§ Selected text
########################################
Second, why are we still not seeing network deploy the concept of Security Domains? Security Domains should be implemented (i.e. Accounting Department cannot communicate to the Warehouse, but can communicate to the Financial apps, etc..), this would ensure th at a breech or infection in one area does not affect another segment. Very simple DMZ concepts internally.
Another issue is the legacay systems or inability to properly track assests. I understand that enviornments that are complex and large becomes a large operation, but with some time put in, the majority of assests can be tracked and issues corrected. As we continue to see older vulnerabilities and older systems becoming the centers of attack, I blame this again on all the above departments not just the IT guy. The cost to benefit ratio should have removed or updated this system, the network admin should have noticed the out going wire that was different than the other ones.
The basic lack of historical facts, and the concern for ones own postion has degraded to the point where I don't think we can truely assign anyone to the title of network/system admin without the responsibility of understanding their environments. I truely shake my head and wonder why no one remembers to do the simple things?
Stacheldraht has been around a very long time, which shows the amount of "paying attention" that escd was referring to.
All operating systems have vulnerabilities. It is just that Microsoft has been the most heavily targete. With a greater presence of Linux, there is more reason to target them. The vulnerabiltiies are there in all systems, they just haven't all been discovered.
A vulnerability may be common to the Linux OS across multiple distributions or may be limited to a select set of distributions (Debian-based for example). It just depends on where the flaw is.
I find it hard to believe that the network guy wouldn't think to
inspect his own network's traffic, but people do get world-class
brainfarts from time to time.
########################################
(Dataset excerpts)
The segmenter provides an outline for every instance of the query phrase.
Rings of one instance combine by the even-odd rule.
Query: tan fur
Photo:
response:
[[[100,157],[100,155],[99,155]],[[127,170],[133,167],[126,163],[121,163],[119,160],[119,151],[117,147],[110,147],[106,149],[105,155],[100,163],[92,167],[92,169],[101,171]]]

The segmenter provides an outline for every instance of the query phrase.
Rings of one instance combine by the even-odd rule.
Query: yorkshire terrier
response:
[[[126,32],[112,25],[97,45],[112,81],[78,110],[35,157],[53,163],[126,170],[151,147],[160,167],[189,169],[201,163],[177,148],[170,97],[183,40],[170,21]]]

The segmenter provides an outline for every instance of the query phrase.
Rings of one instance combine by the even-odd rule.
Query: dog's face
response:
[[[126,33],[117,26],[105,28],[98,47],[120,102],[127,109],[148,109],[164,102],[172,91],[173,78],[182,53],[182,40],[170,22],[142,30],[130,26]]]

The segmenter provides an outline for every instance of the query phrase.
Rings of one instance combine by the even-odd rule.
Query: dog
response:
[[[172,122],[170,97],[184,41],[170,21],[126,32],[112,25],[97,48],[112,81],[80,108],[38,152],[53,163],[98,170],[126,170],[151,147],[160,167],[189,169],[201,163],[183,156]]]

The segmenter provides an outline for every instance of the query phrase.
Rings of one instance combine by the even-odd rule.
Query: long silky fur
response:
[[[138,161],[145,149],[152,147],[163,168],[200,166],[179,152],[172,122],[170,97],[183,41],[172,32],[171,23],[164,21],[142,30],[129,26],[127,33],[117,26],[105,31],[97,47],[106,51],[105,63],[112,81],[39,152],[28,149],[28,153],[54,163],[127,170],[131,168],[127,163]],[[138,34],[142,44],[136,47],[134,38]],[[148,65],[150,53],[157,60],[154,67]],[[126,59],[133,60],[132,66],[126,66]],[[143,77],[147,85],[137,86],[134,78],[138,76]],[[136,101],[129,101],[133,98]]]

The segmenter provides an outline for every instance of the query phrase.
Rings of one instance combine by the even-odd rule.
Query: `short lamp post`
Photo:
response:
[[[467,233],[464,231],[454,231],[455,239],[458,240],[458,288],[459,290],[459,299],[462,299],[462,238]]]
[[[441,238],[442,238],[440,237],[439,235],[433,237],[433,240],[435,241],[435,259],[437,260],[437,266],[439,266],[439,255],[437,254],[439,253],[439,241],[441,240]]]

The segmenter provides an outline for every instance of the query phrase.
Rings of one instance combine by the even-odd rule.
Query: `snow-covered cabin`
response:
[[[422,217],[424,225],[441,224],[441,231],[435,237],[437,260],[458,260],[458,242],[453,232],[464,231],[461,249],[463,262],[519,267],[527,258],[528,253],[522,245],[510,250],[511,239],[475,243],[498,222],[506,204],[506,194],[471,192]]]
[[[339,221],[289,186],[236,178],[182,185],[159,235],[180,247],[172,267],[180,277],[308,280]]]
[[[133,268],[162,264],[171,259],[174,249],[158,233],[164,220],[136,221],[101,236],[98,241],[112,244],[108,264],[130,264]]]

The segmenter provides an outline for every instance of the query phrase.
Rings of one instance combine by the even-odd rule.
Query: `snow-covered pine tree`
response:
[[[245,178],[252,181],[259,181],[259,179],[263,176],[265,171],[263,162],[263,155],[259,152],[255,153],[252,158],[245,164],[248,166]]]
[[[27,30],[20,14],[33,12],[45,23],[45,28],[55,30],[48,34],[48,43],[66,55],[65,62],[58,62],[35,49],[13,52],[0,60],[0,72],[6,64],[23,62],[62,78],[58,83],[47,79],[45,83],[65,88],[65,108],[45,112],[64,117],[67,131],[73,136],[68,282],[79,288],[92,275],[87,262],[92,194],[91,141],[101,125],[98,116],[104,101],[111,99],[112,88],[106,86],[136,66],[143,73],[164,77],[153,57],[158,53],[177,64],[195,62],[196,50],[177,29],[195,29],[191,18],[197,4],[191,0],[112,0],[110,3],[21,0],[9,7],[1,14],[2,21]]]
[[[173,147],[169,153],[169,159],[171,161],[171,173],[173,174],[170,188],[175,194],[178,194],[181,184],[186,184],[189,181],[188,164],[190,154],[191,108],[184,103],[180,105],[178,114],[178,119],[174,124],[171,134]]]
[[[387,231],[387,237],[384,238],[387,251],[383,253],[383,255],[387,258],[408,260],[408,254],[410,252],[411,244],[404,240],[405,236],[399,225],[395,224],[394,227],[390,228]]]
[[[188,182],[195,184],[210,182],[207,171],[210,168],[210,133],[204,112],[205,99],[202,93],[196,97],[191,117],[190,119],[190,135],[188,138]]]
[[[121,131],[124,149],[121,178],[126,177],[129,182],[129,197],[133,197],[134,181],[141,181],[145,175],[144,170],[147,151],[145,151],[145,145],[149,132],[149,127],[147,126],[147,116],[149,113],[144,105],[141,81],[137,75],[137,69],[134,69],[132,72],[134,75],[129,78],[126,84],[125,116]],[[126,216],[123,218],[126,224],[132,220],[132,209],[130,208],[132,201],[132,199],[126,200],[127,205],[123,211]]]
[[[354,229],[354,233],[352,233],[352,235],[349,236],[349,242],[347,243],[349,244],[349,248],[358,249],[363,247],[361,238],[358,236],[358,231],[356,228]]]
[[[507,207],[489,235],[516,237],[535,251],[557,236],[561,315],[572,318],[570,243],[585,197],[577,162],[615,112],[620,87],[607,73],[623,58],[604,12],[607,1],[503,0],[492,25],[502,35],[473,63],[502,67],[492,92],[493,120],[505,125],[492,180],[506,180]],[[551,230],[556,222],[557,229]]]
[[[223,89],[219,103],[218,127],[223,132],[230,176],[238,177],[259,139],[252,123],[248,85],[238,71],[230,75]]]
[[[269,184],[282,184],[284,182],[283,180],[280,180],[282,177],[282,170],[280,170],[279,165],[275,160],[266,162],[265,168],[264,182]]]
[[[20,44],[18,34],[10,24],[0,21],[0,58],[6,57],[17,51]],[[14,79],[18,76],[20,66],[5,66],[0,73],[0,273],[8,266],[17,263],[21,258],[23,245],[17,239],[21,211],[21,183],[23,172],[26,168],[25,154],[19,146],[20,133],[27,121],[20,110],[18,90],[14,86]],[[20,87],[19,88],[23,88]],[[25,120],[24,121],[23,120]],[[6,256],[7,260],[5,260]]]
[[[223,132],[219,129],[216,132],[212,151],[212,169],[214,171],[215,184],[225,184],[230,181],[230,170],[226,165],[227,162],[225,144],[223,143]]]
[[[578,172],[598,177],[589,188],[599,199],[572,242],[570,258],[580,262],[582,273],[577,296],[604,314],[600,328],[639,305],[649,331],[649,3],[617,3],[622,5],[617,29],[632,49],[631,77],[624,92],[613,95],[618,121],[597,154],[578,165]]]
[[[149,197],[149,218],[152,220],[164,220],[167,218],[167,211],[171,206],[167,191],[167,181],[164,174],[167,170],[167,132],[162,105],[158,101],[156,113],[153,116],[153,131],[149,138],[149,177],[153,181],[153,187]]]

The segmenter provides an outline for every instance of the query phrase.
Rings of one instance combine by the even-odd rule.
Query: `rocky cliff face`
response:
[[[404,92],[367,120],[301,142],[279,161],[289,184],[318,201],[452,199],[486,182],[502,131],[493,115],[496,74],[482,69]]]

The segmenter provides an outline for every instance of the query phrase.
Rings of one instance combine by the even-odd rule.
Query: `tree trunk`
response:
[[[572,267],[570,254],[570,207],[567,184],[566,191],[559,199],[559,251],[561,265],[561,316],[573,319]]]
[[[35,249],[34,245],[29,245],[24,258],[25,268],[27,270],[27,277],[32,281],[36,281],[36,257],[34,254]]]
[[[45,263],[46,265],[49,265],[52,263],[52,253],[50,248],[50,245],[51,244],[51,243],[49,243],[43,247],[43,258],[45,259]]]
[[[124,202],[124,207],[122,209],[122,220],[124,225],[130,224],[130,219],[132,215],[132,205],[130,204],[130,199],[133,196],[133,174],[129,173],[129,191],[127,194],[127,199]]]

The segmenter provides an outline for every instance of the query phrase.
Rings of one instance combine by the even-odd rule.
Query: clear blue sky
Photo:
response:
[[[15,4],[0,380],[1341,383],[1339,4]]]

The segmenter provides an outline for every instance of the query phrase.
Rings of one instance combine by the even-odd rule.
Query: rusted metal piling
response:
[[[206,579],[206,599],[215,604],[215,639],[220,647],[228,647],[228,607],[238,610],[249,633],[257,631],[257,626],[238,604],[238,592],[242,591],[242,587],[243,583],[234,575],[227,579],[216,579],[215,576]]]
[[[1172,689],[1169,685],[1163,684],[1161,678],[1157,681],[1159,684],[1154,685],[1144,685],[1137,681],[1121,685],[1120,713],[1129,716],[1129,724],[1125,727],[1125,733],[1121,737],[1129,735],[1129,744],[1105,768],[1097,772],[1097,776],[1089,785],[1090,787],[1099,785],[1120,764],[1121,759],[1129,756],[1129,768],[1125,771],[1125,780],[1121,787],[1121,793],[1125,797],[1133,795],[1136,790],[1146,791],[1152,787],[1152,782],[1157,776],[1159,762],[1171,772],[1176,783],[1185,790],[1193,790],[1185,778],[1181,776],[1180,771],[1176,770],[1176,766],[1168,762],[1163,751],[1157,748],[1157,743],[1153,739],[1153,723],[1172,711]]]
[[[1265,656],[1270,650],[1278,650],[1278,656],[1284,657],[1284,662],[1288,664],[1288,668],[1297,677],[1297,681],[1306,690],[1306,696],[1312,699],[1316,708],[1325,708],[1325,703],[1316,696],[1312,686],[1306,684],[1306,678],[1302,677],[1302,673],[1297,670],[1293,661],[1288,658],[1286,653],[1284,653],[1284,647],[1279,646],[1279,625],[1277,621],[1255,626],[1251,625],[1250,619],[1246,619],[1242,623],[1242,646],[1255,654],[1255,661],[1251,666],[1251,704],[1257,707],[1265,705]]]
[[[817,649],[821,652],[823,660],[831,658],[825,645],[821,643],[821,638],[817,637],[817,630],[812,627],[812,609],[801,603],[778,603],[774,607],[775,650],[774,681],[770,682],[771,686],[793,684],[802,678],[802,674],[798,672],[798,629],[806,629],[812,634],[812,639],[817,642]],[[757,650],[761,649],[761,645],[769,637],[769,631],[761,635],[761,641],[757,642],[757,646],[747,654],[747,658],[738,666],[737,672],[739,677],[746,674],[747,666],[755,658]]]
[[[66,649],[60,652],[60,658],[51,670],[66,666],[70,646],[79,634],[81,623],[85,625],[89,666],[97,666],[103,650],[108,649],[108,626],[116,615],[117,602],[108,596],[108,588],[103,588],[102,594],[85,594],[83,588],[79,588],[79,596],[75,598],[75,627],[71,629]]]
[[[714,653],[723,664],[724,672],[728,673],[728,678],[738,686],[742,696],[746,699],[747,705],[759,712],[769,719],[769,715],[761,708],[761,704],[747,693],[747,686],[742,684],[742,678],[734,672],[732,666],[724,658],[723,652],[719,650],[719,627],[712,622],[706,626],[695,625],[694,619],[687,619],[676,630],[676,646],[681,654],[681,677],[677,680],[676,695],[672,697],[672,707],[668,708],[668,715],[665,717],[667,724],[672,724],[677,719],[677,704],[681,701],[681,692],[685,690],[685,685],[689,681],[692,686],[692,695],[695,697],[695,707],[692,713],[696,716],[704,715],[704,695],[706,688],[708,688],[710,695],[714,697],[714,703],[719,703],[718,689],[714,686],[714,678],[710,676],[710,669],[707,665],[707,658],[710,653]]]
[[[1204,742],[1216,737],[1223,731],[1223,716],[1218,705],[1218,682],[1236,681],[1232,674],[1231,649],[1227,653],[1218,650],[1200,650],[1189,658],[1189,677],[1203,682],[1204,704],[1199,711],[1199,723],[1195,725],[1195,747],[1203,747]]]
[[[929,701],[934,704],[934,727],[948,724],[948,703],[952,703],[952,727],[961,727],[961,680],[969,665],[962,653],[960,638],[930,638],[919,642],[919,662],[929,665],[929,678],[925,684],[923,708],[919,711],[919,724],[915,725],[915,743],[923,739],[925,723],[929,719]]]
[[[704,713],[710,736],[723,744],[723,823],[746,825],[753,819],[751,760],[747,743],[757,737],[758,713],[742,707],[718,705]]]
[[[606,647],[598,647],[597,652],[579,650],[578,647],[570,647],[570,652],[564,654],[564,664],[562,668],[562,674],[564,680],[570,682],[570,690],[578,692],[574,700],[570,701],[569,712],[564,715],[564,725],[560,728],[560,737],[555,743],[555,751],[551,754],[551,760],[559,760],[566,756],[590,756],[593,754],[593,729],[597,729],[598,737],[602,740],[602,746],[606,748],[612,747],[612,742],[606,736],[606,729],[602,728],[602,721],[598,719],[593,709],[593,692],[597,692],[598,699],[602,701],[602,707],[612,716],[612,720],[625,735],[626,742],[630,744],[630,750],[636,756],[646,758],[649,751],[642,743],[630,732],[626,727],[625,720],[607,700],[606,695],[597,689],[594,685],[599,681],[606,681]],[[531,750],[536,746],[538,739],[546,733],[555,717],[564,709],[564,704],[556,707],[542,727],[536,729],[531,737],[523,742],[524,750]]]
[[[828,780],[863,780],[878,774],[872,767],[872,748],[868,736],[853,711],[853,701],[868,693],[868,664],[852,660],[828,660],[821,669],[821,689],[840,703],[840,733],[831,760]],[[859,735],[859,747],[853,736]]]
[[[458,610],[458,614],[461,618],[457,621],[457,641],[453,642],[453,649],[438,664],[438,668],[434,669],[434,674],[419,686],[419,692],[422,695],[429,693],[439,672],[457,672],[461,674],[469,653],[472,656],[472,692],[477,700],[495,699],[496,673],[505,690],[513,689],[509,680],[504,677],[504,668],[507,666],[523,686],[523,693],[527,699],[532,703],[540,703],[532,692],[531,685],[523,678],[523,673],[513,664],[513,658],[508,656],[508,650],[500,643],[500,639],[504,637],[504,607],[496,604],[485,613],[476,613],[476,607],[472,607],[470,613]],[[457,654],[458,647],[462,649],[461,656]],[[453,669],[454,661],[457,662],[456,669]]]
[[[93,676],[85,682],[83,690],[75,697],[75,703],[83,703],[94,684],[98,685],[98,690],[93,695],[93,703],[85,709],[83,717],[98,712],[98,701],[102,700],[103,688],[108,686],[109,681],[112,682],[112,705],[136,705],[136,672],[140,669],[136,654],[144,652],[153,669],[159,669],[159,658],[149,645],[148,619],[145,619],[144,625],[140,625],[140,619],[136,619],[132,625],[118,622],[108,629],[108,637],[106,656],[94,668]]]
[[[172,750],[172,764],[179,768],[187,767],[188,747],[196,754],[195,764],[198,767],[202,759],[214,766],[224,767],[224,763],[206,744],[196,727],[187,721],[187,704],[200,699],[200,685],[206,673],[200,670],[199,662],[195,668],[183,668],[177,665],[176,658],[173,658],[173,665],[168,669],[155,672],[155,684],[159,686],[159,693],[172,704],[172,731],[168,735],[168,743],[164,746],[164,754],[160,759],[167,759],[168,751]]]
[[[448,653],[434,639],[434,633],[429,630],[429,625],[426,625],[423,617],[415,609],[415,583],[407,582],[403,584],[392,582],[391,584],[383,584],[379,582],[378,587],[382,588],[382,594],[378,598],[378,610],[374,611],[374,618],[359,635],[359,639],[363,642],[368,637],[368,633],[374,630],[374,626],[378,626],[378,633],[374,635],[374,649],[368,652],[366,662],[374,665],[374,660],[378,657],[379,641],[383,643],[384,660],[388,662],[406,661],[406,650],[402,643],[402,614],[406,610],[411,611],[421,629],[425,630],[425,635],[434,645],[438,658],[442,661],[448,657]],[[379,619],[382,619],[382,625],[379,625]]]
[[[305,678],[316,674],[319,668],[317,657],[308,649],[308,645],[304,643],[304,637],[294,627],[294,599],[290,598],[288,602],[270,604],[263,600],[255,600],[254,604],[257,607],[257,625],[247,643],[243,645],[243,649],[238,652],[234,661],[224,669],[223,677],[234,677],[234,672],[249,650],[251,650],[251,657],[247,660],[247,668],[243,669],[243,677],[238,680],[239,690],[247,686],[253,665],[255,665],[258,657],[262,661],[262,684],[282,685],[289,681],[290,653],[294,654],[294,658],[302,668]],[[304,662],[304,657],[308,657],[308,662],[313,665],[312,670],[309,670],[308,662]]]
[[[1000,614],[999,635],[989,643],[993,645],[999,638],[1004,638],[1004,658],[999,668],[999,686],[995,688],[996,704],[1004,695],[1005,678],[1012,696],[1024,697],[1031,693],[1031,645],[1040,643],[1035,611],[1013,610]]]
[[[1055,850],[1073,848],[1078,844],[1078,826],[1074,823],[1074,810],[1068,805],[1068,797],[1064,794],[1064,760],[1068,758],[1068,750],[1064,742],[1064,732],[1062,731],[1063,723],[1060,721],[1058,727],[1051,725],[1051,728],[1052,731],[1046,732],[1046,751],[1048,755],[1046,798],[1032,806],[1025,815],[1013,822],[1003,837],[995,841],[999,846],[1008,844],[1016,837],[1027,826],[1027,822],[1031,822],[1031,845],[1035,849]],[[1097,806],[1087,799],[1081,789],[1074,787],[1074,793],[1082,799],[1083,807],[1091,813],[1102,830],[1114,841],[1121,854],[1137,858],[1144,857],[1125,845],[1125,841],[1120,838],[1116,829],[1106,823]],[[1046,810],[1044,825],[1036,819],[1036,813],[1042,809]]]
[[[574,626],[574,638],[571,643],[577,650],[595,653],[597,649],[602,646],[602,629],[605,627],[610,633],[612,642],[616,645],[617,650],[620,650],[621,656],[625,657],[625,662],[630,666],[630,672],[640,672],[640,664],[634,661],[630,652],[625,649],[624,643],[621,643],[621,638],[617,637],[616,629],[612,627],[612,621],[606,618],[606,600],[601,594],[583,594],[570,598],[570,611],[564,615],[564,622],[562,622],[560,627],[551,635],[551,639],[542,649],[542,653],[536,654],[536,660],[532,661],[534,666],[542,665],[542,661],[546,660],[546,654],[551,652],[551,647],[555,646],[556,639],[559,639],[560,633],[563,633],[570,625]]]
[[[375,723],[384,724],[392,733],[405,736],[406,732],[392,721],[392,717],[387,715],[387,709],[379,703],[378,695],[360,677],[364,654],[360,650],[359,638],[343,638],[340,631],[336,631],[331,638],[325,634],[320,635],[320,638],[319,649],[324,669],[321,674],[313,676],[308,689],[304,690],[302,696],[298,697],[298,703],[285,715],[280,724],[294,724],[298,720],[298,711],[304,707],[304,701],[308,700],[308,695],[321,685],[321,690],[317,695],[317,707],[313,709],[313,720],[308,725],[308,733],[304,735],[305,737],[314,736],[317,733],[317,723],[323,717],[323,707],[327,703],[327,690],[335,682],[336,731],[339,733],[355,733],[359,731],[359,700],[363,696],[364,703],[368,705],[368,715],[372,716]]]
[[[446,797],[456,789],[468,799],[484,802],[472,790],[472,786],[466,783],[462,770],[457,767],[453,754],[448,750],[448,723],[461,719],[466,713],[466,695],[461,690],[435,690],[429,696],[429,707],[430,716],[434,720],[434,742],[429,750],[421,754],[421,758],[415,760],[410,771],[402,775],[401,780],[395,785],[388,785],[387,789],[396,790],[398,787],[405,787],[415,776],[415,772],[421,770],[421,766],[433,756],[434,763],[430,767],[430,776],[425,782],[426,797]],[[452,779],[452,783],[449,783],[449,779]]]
########################################
§ Task goal
Can you carry on the discussion of network security from its last sentence?

§ The answer
As far as I know, most or almost
all breakins and so forth occur because people did not act on KNOWN
security issues with KNOWN resolutions. That just falls under the topic
of "paying attention", unless your security guy is hideously overworked.
It
takes a long time to diffuse "best common practices" through all the
layers of society. One day most people will routinely encrypt their
email before sending it, but we see that is decades away still. The
urge to make that the "default behavior" has to be promulgated by ISPs
large and small - there's the time-consuming diffusion.
==
As
usual, best way to fix almost all crap on the Internet is to quit using
Microsoft software on anything connected to the internet. You will see
SPAM, DDOS attacks and so forth drop to 0.25% of the current rate if
you did "just that one thing." Believe it.
Thanks again... I overlooked that, it's totally obvious now...
Those numbers for Linux are surprisingly (to me) large - are they common to all forms of Linux, or particular distributions? Are some of them as serious as the one described in the article?
Just looking at Core Securities IMPACT pen testing tool, it currently lists 151 exploits with 435 target entry points for Linux, 30/86 for Solaris, the Mac OS X gets 9/40, Windows 2003 106/694 and XP lists 201/1160. So yes, Linux, like any system not properly maintained and patched, can be at risk. I like the comment about Social vs. Engineering... nothing is sailor proof.